### REQUISITOS
Segundo o trecho sobre a governabilidade, em qual mandato de Lula o mensalão foi utilizado à larga?

### TRECHO FORNECIDO
──────

Alguns chamam de pragmatismo ou realpolitik. Outros pegam até mais leve, tratando a prática como se o toma lá dá cá fosse um balé necessário à governabilidade. Balela. Ceder ministérios e até criá-los para satisfazer a sanha de políticos inescrupulosos na vã esperança de obter maioria parlamentar é compra de votos. Simples assim. Tão deletéria quanto os escandalosos mensalão, utilizado à larga no primeiro mandato do presidente Luiz Inácio Lula da Silva, ou orçamento secreto, sacramentado pelo ex Jair Bolsonaro.

Governantes que chegam ao poder sem maioria parlamentar – e esse é o caso de Lula – têm de construir o ambiente para colocar em prática o programa que, teoricamente, venceu o pleito. Por mais execráveis que sejam, os costumes para fazê-lo variam pouco: distribuição de cargos e de recursos públicos de acordo com o apetite dos políticos, não raro desconectados das prioridades do país.

As deformações são várias. Por aqui, o eleitor vota sem ter acesso a um programa de governo e jamais é consultado depois que crava o nome de seus escolhidos na urna. Pior: vota-se em um deputado de um partido que já chega ao Parlamento em outro. Vota-se em quem subiu no palanque de Bolsonaro para ver o eleito ao lado de Lula. Ou vice-versa.

──────

### LINHAS DE DADOS
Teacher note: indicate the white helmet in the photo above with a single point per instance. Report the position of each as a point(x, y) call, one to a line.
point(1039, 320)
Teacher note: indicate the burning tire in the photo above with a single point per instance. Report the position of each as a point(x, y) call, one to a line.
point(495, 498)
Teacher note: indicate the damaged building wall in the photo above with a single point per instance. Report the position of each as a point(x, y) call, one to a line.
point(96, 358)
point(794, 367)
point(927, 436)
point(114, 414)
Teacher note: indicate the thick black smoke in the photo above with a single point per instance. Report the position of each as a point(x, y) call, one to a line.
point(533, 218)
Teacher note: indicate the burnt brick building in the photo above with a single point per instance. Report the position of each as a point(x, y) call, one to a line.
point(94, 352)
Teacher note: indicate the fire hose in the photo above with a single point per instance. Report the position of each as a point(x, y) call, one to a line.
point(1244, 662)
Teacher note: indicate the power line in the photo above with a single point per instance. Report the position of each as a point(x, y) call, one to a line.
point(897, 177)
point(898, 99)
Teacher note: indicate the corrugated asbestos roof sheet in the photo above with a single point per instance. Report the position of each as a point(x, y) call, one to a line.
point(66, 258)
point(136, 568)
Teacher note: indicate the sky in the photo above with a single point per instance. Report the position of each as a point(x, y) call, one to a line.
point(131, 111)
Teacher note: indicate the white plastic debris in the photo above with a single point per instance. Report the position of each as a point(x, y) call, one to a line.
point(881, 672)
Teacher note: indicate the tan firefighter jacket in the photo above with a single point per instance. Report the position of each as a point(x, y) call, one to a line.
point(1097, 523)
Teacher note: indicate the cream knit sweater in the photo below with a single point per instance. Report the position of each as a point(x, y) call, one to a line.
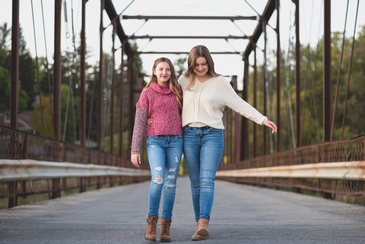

──────

### SOLUÇÃO DO EXERCÍCIO
No primeiro mandato do presidente Luiz Inácio Lula da Silva.